** start THE RECORDS **

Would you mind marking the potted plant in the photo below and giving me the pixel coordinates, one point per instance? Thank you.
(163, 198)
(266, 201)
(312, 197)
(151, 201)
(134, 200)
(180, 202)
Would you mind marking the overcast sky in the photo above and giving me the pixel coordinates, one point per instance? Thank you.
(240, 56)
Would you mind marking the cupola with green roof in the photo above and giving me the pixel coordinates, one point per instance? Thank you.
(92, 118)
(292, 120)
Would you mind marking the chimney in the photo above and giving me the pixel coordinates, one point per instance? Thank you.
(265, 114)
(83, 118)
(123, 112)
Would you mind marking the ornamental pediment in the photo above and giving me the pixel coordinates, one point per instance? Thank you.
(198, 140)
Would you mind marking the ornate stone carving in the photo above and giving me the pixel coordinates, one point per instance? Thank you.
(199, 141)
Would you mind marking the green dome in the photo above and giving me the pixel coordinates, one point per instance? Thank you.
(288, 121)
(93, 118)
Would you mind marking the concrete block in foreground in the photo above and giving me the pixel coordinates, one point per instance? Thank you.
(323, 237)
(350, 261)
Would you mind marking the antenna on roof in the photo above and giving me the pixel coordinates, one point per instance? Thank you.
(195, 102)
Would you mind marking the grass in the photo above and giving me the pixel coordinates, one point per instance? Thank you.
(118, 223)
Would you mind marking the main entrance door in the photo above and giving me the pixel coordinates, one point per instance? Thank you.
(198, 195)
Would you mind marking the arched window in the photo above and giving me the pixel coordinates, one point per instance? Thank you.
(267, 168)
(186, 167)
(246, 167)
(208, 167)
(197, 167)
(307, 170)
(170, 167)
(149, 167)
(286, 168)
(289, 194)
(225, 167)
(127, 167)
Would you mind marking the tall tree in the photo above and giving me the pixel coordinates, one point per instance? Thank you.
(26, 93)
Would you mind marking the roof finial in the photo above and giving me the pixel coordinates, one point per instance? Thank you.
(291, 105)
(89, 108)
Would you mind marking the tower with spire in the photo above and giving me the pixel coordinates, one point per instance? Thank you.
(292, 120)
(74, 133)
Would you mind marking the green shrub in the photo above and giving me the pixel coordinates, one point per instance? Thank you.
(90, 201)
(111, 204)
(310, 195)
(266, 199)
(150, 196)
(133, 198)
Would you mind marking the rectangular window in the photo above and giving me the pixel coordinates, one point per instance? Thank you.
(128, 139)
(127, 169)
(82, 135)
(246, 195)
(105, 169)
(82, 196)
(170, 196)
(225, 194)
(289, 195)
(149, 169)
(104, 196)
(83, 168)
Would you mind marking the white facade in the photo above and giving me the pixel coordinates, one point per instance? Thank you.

** end THE RECORDS **

→ THE TASK:
Return what is listed above, exactly and completely.

→ FINISHED EXERCISE:
Would you mind marking the potted plant in the photo below and giving me the pixel coordinates, one point per instance? Thank you.
(163, 198)
(266, 201)
(312, 197)
(151, 201)
(134, 200)
(180, 202)
Would you mind marking the overcast sky in the photo above and giving me the pixel coordinates, one point per instance? Thank you.
(240, 56)
Would you mind marking the cupola with green roof in the photo above and giving me the pixel coordinates, one point per instance? Thank you.
(92, 118)
(292, 120)
Would you mind marking the chimney in the photo above and giving me the pixel coordinates, one point per instance? Thank you.
(265, 114)
(83, 118)
(123, 112)
Would you mind marking the ornamental pediment in the photo above and giving me the pixel coordinates, one point per instance? Thank you.
(198, 140)
Would you mind marking the ornate stone carving in the photo above and giving me the pixel coordinates, one point per instance? Thank you.
(199, 141)
Would you mind marking the green dome in the photo above and giving me the pixel coordinates, one point per instance? Thank you.
(288, 121)
(93, 118)
Would you mind marking the concrete block in foreground in the photo above and giving me the pixel coordinates, one point per instance? Thank you.
(323, 237)
(350, 261)
Would you mind marking the antenna on roof in the photo above and giving me the pixel coordinates, one point per instance? Thank you.
(195, 102)
Would you mind marking the grass in the photo above and giving me the pixel coordinates, one point per instance? Thank you.
(118, 223)
Would you mind marking the main entrance door in the photo above and giving me the pixel coordinates, one point per instance? Thank you.
(198, 195)
Would you mind marking the arched window in the photo above and giving me the pixel coordinates, one point per instance? Thank you.
(267, 168)
(186, 167)
(246, 167)
(208, 167)
(197, 167)
(307, 170)
(170, 167)
(149, 167)
(286, 168)
(289, 194)
(225, 167)
(127, 167)
Would you mind marking the tall tree in the photo above and giving me the pixel coordinates, one point per instance? Thank you.
(26, 93)
Would you mind marking the roof finial in the photo above and giving me the pixel coordinates, one point per instance? Thank you.
(291, 105)
(89, 108)
Would you mind marking the tower with spire in the photo above and giving me the pixel coordinates, one point per instance? Thank you.
(292, 120)
(74, 133)
Would you mind marking the green shrub in the photo above and giving me the pixel coordinates, one point per instance? Thank you.
(90, 201)
(111, 204)
(310, 195)
(266, 199)
(150, 196)
(133, 198)
Would you mind marking the rectangular window in the photo above and giving me the pixel coordinates, one point per instance? Thank you.
(128, 139)
(127, 169)
(82, 135)
(246, 195)
(105, 169)
(82, 196)
(170, 196)
(225, 194)
(289, 195)
(149, 169)
(104, 196)
(83, 168)
Would you mind marking the white facade in the photo above and giving me the pixel coordinates, one point per instance? Thank you.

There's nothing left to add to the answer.